##### Raw data
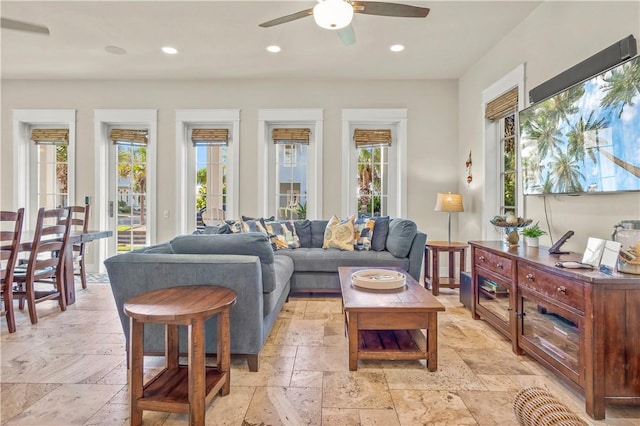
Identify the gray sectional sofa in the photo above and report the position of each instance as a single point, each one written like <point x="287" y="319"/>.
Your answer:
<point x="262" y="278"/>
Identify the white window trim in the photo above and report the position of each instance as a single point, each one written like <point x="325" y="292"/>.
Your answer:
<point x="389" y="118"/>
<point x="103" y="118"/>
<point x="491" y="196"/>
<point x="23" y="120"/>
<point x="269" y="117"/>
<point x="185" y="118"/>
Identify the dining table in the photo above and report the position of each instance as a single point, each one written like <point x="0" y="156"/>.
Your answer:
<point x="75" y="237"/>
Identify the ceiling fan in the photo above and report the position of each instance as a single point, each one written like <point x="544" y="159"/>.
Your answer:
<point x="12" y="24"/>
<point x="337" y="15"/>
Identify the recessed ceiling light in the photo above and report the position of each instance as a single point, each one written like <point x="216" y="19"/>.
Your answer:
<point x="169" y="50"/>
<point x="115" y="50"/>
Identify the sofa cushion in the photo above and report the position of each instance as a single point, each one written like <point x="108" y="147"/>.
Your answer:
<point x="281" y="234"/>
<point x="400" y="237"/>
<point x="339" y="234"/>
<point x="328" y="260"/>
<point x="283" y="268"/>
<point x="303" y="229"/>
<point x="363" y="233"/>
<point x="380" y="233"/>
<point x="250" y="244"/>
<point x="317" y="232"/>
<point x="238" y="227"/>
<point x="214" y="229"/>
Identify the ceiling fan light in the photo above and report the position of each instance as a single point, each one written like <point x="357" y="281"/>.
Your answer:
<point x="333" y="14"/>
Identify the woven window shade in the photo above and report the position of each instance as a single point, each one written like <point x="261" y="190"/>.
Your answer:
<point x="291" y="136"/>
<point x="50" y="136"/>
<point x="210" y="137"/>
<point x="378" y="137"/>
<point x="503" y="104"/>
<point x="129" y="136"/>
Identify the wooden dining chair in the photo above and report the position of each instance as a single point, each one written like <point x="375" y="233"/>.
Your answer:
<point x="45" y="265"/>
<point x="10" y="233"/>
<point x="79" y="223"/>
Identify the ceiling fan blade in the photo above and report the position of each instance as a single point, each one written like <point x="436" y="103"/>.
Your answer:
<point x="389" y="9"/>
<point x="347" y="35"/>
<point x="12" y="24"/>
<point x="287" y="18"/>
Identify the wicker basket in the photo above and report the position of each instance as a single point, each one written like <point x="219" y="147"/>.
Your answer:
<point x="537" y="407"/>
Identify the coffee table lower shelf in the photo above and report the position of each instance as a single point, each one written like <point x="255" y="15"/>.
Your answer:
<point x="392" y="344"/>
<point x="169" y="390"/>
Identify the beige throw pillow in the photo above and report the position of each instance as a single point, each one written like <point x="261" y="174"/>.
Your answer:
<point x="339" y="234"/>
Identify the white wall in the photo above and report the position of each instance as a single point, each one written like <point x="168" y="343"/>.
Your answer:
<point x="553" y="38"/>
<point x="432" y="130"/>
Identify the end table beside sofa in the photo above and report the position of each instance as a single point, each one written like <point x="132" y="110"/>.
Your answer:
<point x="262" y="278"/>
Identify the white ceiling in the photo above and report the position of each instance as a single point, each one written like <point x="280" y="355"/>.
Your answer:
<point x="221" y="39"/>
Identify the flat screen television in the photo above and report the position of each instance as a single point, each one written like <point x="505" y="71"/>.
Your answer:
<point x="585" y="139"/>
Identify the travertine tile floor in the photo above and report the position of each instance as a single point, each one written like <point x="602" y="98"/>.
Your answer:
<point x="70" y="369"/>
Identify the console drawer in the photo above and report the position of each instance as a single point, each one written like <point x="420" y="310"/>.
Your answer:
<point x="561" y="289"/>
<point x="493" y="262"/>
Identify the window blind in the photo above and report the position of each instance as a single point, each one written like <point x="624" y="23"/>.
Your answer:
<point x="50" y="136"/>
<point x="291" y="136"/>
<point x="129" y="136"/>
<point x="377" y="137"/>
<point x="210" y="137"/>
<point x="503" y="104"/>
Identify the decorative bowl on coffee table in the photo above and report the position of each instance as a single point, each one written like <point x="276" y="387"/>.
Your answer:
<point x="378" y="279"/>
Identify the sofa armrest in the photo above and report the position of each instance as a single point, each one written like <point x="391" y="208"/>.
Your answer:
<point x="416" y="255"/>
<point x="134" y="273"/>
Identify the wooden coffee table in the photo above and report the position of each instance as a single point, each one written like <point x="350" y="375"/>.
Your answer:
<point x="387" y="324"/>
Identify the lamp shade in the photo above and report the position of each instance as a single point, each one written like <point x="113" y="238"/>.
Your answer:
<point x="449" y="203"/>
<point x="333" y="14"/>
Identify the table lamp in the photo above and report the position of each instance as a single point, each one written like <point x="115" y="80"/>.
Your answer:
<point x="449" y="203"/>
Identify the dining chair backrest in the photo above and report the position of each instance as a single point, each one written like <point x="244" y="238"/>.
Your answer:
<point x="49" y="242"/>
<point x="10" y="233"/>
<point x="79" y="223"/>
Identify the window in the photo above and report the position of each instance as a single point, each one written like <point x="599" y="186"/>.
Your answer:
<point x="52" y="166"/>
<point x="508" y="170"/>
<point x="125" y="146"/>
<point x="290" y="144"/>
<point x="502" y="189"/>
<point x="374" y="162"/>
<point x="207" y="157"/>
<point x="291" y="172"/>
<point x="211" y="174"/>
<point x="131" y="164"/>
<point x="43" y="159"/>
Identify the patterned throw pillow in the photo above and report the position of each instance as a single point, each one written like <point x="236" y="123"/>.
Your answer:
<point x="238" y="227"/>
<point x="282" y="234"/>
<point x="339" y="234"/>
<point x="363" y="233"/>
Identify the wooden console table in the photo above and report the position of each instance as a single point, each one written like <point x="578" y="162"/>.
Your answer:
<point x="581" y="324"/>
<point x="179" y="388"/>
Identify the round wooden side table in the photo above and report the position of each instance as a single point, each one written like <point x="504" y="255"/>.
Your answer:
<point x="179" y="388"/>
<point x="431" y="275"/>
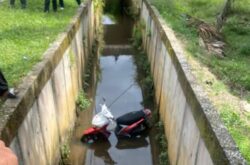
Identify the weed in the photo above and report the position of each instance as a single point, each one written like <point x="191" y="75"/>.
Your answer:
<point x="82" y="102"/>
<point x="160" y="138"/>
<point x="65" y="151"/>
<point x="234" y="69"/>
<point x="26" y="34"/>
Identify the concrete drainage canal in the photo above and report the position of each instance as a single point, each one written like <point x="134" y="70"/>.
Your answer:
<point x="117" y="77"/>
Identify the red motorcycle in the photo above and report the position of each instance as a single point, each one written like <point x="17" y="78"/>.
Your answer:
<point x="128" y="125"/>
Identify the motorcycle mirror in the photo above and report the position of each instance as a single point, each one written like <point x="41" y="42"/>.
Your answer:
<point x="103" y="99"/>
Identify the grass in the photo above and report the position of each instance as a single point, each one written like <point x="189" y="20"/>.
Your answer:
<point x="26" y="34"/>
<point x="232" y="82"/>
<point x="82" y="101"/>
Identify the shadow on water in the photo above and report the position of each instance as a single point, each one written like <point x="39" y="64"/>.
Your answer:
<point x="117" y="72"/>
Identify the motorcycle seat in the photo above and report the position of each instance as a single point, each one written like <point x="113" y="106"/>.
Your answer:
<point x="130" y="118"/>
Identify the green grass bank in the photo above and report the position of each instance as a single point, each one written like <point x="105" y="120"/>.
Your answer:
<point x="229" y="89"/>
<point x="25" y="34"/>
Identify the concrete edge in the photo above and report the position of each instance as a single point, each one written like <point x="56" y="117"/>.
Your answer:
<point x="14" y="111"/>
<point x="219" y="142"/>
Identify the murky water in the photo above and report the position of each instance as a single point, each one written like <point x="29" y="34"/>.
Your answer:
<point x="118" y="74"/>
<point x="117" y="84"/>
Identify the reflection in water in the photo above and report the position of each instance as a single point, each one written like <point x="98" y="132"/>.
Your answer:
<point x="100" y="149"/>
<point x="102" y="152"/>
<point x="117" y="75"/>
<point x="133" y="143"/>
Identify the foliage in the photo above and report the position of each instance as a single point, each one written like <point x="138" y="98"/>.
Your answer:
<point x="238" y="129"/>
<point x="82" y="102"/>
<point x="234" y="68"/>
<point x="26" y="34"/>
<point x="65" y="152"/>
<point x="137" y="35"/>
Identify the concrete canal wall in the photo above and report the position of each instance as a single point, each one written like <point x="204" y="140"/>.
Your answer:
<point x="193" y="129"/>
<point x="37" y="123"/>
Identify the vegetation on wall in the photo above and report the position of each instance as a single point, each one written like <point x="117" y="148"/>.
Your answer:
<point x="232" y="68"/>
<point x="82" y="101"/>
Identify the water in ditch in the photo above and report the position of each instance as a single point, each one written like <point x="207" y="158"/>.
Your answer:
##########
• **What is asked**: Beginning at the line that contains "Identify the foliage", retype each line of the listing up to and including the last one, exactly as it stands, and nothing else.

• **Answer in full**:
Identify the foliage in the photo above and report the position of each instance as a single point, each one written like <point x="138" y="98"/>.
Your answer:
<point x="238" y="129"/>
<point x="82" y="102"/>
<point x="234" y="68"/>
<point x="26" y="34"/>
<point x="65" y="152"/>
<point x="137" y="35"/>
Identify the concrete canal wall in the photo above and report the position of each instance as a single point, each one written like <point x="204" y="140"/>.
Your answer:
<point x="193" y="129"/>
<point x="37" y="123"/>
Identify the vegetation on wall in the photo above and report the position of each instance as a single point, each one written like <point x="117" y="148"/>.
Your answer:
<point x="232" y="68"/>
<point x="82" y="101"/>
Identify the water in ditch in the photo above and report the position of each instance as a single point, each one written like <point x="207" y="158"/>.
Your answer:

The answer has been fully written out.